• **Task to complete**
Please return every line of the records below that holds the word "stone".
[Start of Attachment]
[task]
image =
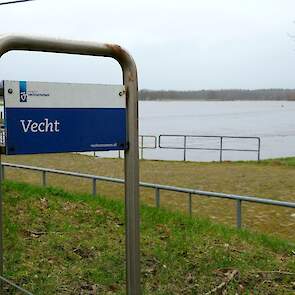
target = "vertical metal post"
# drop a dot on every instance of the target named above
(258, 154)
(94, 186)
(141, 147)
(2, 172)
(44, 182)
(157, 197)
(221, 148)
(1, 228)
(190, 207)
(184, 148)
(239, 213)
(132, 211)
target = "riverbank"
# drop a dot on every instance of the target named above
(61, 243)
(269, 179)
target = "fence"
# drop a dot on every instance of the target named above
(219, 140)
(157, 189)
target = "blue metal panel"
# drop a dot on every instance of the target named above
(44, 130)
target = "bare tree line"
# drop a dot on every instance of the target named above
(226, 94)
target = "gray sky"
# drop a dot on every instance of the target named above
(182, 45)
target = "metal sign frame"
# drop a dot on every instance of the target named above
(31, 43)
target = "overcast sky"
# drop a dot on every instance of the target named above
(182, 45)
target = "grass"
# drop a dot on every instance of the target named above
(63, 243)
(267, 179)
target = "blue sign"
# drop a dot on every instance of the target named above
(55, 117)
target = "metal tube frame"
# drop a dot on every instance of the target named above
(220, 148)
(30, 43)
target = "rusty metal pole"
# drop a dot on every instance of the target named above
(29, 43)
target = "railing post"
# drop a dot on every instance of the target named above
(221, 148)
(190, 207)
(141, 147)
(2, 172)
(258, 154)
(184, 148)
(44, 178)
(94, 186)
(239, 213)
(1, 226)
(157, 197)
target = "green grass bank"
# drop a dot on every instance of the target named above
(273, 179)
(64, 243)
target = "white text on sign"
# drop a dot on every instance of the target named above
(44, 126)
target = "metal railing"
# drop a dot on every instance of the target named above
(157, 189)
(184, 144)
(142, 145)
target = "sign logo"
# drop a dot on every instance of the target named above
(23, 96)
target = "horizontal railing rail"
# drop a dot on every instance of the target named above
(184, 146)
(157, 188)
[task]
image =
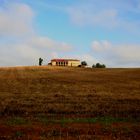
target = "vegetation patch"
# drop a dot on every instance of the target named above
(17, 121)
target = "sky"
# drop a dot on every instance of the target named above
(104, 31)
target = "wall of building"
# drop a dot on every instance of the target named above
(67, 63)
(74, 63)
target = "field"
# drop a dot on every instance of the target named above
(61, 103)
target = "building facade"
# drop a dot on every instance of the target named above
(65, 62)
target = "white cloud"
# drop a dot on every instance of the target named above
(51, 44)
(110, 14)
(124, 55)
(19, 43)
(16, 20)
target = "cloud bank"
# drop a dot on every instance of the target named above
(123, 55)
(20, 44)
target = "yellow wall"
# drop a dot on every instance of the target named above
(74, 63)
(70, 63)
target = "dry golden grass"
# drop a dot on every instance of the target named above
(29, 91)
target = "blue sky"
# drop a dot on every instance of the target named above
(92, 30)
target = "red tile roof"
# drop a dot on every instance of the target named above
(61, 60)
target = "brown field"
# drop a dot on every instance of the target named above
(61, 103)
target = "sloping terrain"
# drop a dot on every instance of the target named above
(69, 103)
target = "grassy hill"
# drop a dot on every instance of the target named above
(71, 95)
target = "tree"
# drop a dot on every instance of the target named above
(83, 63)
(98, 65)
(40, 61)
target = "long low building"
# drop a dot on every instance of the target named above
(65, 62)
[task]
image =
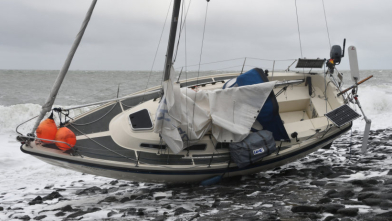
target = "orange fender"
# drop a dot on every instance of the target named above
(65, 135)
(47, 129)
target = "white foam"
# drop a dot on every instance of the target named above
(376, 102)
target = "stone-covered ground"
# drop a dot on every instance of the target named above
(331, 184)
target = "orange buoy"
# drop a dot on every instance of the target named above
(47, 129)
(65, 135)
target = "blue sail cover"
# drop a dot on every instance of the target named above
(269, 116)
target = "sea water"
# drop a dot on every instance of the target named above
(22, 92)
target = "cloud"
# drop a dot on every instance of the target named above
(124, 35)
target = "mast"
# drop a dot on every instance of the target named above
(172, 38)
(56, 86)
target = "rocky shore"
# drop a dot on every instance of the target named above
(331, 184)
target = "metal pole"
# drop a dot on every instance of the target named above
(273, 68)
(55, 89)
(172, 38)
(243, 66)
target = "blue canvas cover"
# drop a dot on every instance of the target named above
(269, 116)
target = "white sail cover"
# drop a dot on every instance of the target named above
(184, 115)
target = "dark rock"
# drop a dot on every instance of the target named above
(109, 199)
(48, 186)
(331, 218)
(125, 199)
(362, 196)
(36, 200)
(140, 212)
(332, 208)
(387, 214)
(322, 171)
(349, 211)
(81, 213)
(111, 213)
(93, 209)
(25, 217)
(318, 183)
(114, 182)
(370, 189)
(17, 208)
(39, 217)
(331, 192)
(372, 201)
(76, 214)
(351, 202)
(385, 205)
(387, 182)
(59, 214)
(67, 208)
(52, 196)
(324, 201)
(386, 196)
(346, 194)
(305, 209)
(180, 210)
(88, 191)
(334, 175)
(160, 218)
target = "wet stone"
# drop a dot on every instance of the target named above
(60, 214)
(36, 200)
(332, 208)
(40, 217)
(386, 215)
(362, 196)
(67, 208)
(88, 191)
(111, 213)
(349, 211)
(305, 209)
(180, 210)
(25, 217)
(372, 201)
(114, 182)
(324, 201)
(52, 196)
(318, 183)
(331, 218)
(125, 199)
(351, 202)
(386, 205)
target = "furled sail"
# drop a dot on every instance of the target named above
(184, 115)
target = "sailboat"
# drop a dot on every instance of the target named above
(222, 125)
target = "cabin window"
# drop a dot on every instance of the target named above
(157, 146)
(140, 120)
(222, 146)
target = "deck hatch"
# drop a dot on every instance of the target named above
(342, 115)
(140, 120)
(310, 63)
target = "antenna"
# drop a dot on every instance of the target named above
(344, 46)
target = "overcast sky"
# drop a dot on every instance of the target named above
(124, 34)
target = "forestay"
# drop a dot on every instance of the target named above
(184, 115)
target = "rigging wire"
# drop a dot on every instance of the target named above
(299, 33)
(201, 53)
(156, 52)
(182, 24)
(326, 24)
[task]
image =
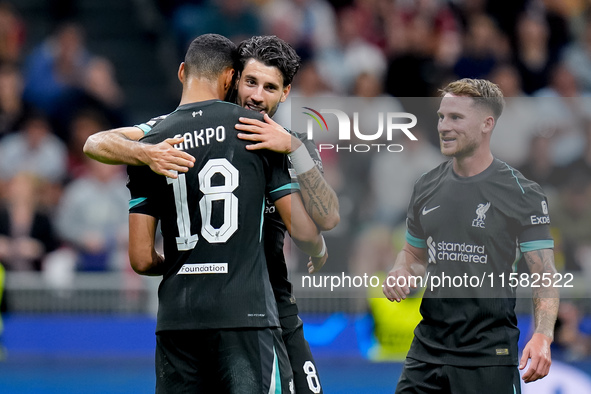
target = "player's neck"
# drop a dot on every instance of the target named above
(472, 165)
(196, 90)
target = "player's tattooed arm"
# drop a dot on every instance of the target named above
(121, 146)
(545, 299)
(320, 200)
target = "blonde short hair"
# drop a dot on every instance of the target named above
(484, 92)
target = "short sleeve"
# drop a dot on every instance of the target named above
(143, 197)
(279, 183)
(414, 233)
(534, 220)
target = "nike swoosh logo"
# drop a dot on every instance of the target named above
(426, 211)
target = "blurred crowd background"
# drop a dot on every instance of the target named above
(71, 68)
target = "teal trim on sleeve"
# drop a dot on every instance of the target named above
(515, 176)
(416, 242)
(536, 245)
(262, 221)
(277, 376)
(135, 201)
(144, 127)
(293, 185)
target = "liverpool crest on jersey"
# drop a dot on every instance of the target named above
(480, 215)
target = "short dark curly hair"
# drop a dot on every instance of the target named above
(208, 55)
(271, 51)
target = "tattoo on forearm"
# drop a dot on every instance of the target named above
(315, 189)
(545, 299)
(319, 199)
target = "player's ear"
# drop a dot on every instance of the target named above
(181, 72)
(228, 78)
(285, 93)
(488, 124)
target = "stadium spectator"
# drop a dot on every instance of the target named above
(577, 57)
(92, 218)
(83, 125)
(483, 48)
(310, 26)
(34, 149)
(12, 107)
(26, 231)
(54, 71)
(235, 19)
(532, 56)
(12, 34)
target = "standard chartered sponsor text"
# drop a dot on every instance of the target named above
(463, 252)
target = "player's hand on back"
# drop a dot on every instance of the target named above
(398, 283)
(164, 159)
(267, 135)
(538, 350)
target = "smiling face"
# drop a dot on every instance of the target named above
(463, 126)
(260, 87)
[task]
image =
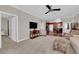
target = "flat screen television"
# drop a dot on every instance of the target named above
(33, 25)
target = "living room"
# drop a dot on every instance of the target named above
(51, 30)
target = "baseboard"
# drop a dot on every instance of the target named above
(22, 39)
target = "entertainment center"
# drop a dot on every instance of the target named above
(34, 32)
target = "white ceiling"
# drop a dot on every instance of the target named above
(39, 11)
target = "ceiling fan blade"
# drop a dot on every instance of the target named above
(56, 9)
(48, 7)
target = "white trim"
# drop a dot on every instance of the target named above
(0, 32)
(22, 39)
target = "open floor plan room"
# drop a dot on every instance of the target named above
(39, 29)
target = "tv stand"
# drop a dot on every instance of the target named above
(34, 33)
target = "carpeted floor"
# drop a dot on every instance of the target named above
(39, 45)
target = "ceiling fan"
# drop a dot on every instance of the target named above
(50, 9)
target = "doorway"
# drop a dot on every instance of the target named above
(8, 28)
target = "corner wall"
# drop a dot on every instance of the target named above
(23, 21)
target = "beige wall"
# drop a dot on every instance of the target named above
(23, 21)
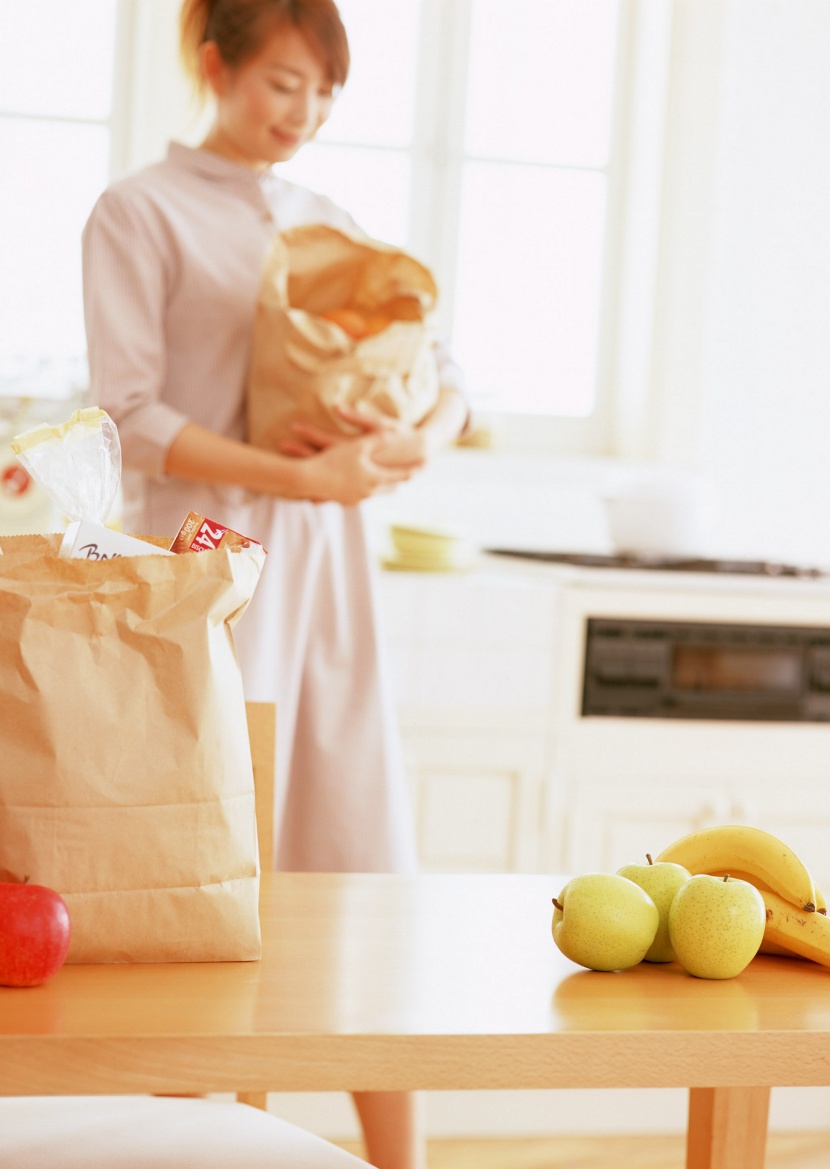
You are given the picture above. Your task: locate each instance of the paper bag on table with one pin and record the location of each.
(308, 357)
(126, 780)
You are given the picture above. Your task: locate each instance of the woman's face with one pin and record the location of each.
(272, 103)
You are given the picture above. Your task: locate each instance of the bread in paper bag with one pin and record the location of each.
(304, 362)
(126, 780)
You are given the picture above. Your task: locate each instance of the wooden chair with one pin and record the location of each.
(262, 731)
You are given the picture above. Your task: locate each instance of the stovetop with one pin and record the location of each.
(663, 564)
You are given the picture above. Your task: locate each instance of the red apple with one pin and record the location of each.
(34, 934)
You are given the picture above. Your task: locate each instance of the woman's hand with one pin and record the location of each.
(346, 470)
(396, 443)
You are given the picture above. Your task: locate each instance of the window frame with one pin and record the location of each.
(631, 228)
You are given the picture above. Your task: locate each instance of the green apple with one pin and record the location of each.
(603, 921)
(661, 882)
(716, 925)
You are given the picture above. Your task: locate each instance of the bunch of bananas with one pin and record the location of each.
(796, 910)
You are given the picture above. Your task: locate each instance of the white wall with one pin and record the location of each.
(739, 373)
(739, 379)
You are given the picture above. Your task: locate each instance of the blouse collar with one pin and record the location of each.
(219, 168)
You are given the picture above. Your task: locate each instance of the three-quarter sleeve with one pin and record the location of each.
(126, 274)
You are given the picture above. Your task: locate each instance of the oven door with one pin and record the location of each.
(706, 670)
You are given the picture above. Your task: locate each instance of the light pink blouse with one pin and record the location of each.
(172, 258)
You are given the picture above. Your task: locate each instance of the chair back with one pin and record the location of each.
(262, 731)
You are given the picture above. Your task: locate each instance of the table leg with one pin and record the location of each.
(727, 1128)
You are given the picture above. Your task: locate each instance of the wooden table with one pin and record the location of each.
(435, 982)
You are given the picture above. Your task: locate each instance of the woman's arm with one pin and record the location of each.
(345, 474)
(399, 445)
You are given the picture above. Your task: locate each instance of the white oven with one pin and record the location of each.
(684, 699)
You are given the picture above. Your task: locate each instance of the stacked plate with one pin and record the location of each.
(428, 551)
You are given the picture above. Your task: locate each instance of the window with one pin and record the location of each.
(56, 110)
(479, 133)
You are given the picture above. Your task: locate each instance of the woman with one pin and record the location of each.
(172, 258)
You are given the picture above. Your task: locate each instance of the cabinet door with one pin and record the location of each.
(477, 801)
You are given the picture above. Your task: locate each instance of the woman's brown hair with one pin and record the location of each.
(240, 27)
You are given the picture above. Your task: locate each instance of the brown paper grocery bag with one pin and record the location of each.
(304, 365)
(125, 772)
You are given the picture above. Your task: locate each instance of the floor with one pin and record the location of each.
(784, 1150)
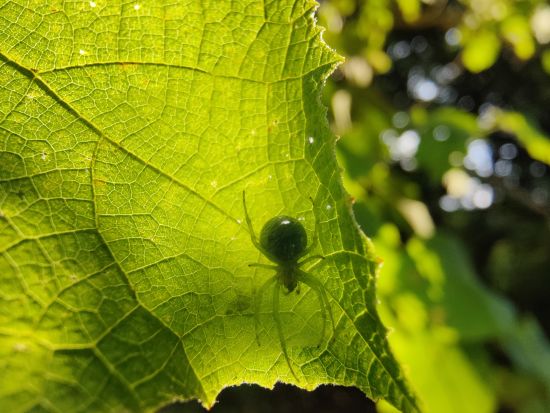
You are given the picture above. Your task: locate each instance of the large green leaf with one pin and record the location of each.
(128, 133)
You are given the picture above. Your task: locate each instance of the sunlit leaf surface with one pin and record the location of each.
(128, 134)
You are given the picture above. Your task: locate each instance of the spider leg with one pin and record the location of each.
(251, 229)
(312, 258)
(277, 318)
(258, 302)
(319, 289)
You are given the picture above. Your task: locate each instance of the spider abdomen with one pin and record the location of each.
(284, 238)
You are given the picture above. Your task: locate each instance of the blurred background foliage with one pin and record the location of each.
(442, 112)
(442, 109)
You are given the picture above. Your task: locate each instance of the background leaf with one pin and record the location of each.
(128, 133)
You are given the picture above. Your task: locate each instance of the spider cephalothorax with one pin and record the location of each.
(283, 240)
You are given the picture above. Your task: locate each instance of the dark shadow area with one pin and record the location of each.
(282, 399)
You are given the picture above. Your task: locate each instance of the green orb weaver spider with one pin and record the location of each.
(283, 240)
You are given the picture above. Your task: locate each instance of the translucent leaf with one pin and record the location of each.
(128, 134)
[End of Attachment]
• **Answer area**
target = "stone-covered ground"
target = "wet stone"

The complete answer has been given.